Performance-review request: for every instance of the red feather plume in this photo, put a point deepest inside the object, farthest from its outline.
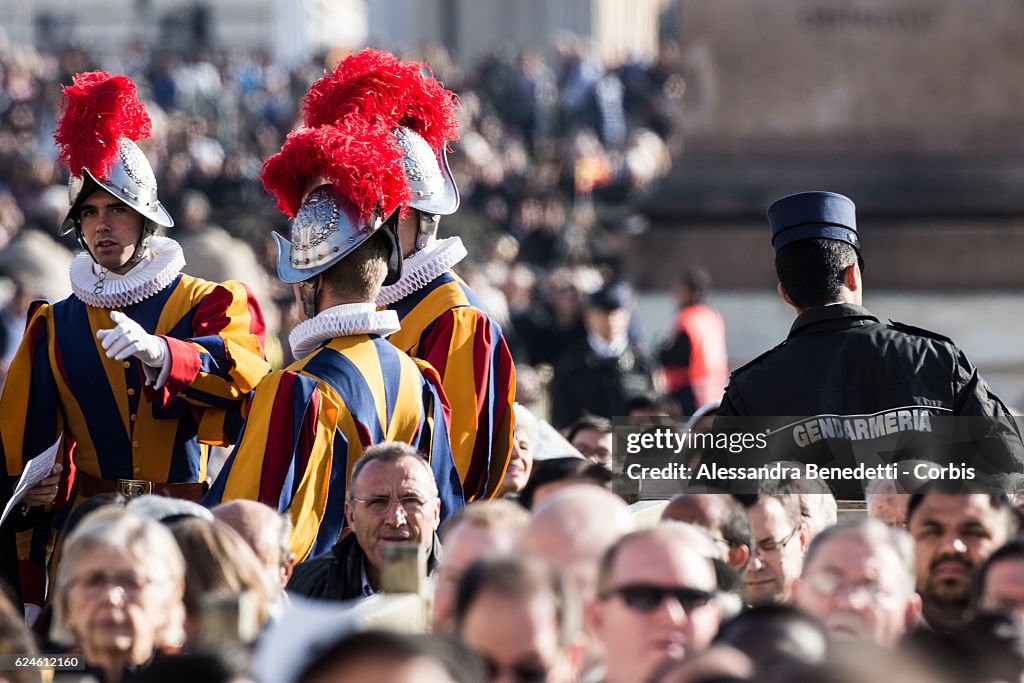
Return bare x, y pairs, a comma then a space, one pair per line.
377, 87
99, 110
364, 163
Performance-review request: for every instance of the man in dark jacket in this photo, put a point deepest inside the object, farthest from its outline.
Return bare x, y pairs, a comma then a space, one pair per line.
843, 375
599, 374
392, 498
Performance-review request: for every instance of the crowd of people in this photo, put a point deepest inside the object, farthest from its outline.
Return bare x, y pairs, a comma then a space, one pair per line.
379, 446
548, 161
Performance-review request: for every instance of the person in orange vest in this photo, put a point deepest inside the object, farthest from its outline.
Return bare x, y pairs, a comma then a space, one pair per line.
696, 367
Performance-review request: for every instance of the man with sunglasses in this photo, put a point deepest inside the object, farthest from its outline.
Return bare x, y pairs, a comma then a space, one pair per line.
392, 497
655, 602
780, 541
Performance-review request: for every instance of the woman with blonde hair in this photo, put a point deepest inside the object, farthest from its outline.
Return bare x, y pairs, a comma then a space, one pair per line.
221, 565
119, 592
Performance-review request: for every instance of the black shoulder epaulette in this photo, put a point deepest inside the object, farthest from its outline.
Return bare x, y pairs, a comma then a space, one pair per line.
909, 329
759, 358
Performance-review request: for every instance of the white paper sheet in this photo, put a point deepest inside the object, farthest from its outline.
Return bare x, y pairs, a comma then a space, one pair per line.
36, 470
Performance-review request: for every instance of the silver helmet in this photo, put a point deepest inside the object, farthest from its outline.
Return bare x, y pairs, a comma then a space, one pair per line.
432, 188
326, 229
130, 178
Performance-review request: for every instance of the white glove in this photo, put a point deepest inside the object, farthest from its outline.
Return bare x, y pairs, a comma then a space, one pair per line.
130, 339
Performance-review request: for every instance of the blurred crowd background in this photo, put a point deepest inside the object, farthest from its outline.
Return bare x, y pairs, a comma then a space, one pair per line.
551, 157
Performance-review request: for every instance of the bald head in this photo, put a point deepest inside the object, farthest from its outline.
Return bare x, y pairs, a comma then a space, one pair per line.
572, 529
266, 531
723, 517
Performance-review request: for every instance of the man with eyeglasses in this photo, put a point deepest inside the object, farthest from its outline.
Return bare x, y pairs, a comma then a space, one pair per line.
780, 541
1000, 583
655, 602
392, 498
858, 580
522, 616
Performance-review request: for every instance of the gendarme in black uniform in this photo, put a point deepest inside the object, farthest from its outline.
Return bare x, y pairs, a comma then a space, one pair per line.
842, 376
841, 359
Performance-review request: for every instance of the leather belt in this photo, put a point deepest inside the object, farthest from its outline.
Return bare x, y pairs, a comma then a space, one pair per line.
88, 485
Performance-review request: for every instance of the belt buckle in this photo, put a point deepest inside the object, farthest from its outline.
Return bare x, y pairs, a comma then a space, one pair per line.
134, 487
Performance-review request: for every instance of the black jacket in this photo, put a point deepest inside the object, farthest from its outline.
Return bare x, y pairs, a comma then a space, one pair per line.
585, 382
337, 574
842, 360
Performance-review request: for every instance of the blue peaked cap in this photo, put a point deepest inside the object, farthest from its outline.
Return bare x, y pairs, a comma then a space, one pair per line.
813, 215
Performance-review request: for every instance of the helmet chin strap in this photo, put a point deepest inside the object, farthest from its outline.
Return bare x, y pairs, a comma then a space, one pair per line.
307, 294
426, 228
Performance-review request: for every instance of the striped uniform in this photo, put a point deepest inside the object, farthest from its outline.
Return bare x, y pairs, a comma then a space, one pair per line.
310, 422
115, 427
445, 325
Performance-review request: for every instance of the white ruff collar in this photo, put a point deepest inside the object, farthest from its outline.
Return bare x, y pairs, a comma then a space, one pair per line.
103, 289
422, 268
343, 321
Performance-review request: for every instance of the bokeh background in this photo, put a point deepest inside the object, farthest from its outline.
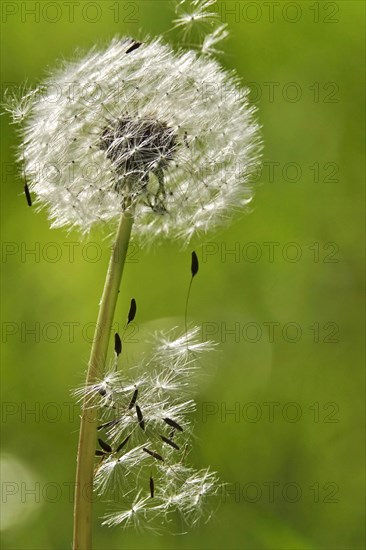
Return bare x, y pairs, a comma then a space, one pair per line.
281, 415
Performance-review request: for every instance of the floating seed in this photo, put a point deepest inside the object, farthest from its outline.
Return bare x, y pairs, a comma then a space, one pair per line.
121, 445
140, 417
134, 46
173, 424
27, 194
152, 487
170, 442
194, 264
153, 454
107, 448
133, 400
109, 424
132, 312
117, 344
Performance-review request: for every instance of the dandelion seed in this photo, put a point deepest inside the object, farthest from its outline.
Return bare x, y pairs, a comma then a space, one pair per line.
132, 311
133, 400
170, 442
154, 454
117, 344
152, 487
194, 264
100, 453
107, 448
173, 424
140, 418
109, 424
134, 47
27, 195
121, 445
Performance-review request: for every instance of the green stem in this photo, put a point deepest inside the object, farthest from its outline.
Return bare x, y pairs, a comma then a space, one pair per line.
87, 437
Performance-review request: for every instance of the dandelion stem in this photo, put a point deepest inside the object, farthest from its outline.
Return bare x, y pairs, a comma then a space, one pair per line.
88, 425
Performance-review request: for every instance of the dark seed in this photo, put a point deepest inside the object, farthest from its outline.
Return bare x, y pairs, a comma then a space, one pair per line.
121, 445
132, 312
133, 400
27, 194
153, 454
117, 344
170, 442
107, 448
194, 264
140, 417
173, 424
134, 46
152, 487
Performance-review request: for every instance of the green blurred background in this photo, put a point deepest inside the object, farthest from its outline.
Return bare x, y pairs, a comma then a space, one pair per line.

* **Exercise goal**: Every record above should be written out again exactly; the pictures stay out of the copy.

* **Correct output**:
Performance-review request: for every instance of the red feather plume in this photo, put a point deepest inside the object, farthest from its outline.
Return bare x, y pairs, a comma then a space, one pair per line.
377, 87
99, 110
364, 163
Performance-review request: for every instance of the man in dark jacket in this photo, put a point deepest inside the object, farthest from its outline.
Return bare x, y pairs, a comma then a space, one pair per line.
843, 375
599, 374
392, 498
Performance-review request: for every instance of the crowd of people in this photo, put a point deepest inside the object, farthest from its outline.
Return bare x, y pairs, a comma then a space, one pair per line.
379, 446
548, 161
Performance-review request: for every instance of the person in orange vest in this photo, put a point deepest inside the object, farthest from its outline.
Return bare x, y pairs, a comma then a space, one pair per line.
696, 367
Performance-review request: for every instance of the man with sunglasses in this photo, put a point deepest inside the object, farthest from its outline.
Return bare x, y pairs, a comma then a space, one pair per line.
392, 497
655, 602
780, 541
Performance-review request: for every instance of the woman with blonde hair in this photo, put a point deepest inside the object, farthest from its outline.
Return bare x, y pairs, a comma then a space, one pair per line.
221, 565
119, 592
Performance-review request: for every instance of the black shoulder epaulette in this photo, put a point deepest inside the object, farthest from its outline.
Return bare x, y pairs, a comma then a space, one pair per line.
909, 329
759, 358
Performance-review request: for every instance of the white paper sheet in this photo, put a point deepest inside the object, farthest from its outline.
Return bare x, y pairs, a comma then a space, one pair per line.
36, 470
Performance-review request: for every instance of the silver helmet in this photo, put a point deepest inside the object, farthest from its outline.
Return bare x, y pairs, a comma then a space, one pair per line.
432, 188
326, 229
130, 178
Performance-review request: for every instance of the white glove in this photo, put a point deepest inside the object, farthest from its outline.
Return bare x, y pairs, a comma then a space, one pair per line.
130, 339
Performance-review request: for every instance of the blurred crowd background in this photo, put a point deepest inside the object, farthest from its outline.
Return bare x, y pairs, a comma then a space, one pair per line.
551, 157
Performance-review request: for every instance of the bald head in this photo, put a point deepest inside the object, farthest from its outline.
Return bare x, y pairs, a comma then a space, one pair per line.
572, 529
266, 531
723, 517
Performance-review request: for every instance of the man with eyeglasses in this photo, put a point deepest inside the object, farthest from its outline.
Return bare x, y pairs, a comma then a space, one pair per line.
780, 541
1000, 583
655, 602
392, 498
858, 580
522, 616
Performance-review request: for every instance of the gendarme in black uniform in this photo, put a point deepest inside the object, farthest from its outline.
Return bare x, y pairs, a comma then a space, one pair per line.
842, 376
841, 359
Performance-review request: for every instance of the leather belt in this photo, put a point deepest inside the object, farthest from its outline.
Return bare x, y pairs, a comma then a space, one pair per line.
88, 485
Performance-review request: for every instance of the belt buckle in this photo, put a point deepest inside the object, farthest from its outline.
Return bare x, y pairs, a comma then a space, one pair per line.
134, 487
Performance-review request: for every instance of the black jacket in this photo, put a point deepest inside the object, farthest from its outline.
Return bare x, y pairs, a comma then a space, one pair per line.
585, 382
337, 574
842, 360
Performance-review request: for every instance of the blue peaked cap in this photo, put a point deepest inside the object, farthest from its outline.
Return bare x, y pairs, a comma then a space, one pair per line.
813, 215
Performance-review request: for every instance of the helmet chin strap in this photo, put a point deepest inside the object, farthest from its outline.
Return bare x, y pairs, a comma then a space, one pair per line.
307, 294
426, 228
Performance-review request: for every instance of the striped uniform in this photo, put a point deepest inside the object, farthest from its outline.
Return bare x, y pairs, a comma then a space, one pair per line.
310, 422
115, 427
445, 325
Performance-review request: for every instance of the white ruff collar in this photo, put a point deepest inside the object, farthest from its outline.
Return bare x, y pairs, a comma then a space, one pair per line.
103, 289
422, 268
343, 321
Performance-review request: for every instance of the bokeh background in this photo, put a point deepest inside the object, farthest from its outline.
Return bare x, y pairs, a comma then a space, one pair per line.
281, 415
Performance-review request: for every instance of the floating seed in this photo, put a point deepest inside the object, farthest from its outline.
Return bare x, y pairs, a comma then a space, one pair per line.
121, 445
140, 417
134, 46
173, 424
27, 194
152, 487
170, 442
194, 264
153, 454
107, 448
133, 400
109, 424
132, 312
117, 344
Performance-review request: for every instance of the dandelion seed in this photo, put a point deepest inside the object, farthest from its outline.
Return bare x, y pairs, a comma then a space, one pair per line.
132, 311
133, 400
170, 442
154, 454
117, 344
152, 487
194, 264
100, 453
107, 448
173, 424
140, 418
109, 424
134, 47
27, 195
121, 445
Performance-review request: for every instance of the green stem in this photo, put a point deepest inside the object, farthest from its outline.
Return bare x, y pairs, a comma then a space, one pair per line.
87, 437
Performance-review request: for every instance of the dandelion stem in this photo, put a point deepest inside the object, farthest from its outline.
Return bare x, y pairs, a comma then a space, one pair per line.
88, 425
Performance-review request: for every instance of the dark seed in this photo, put a point deepest inside the object, farthest from its outline.
Return bare x, y pairs, a comma then a space, one pair per line.
121, 445
132, 312
133, 400
27, 194
153, 454
117, 344
170, 442
107, 448
194, 264
140, 417
173, 424
134, 46
152, 487
Performance-review request: for every instance of the green blurred background in this photo, put a point deepest inside the object, farthest from its outline.
Return bare x, y pairs, a comma then a space, one pair per line.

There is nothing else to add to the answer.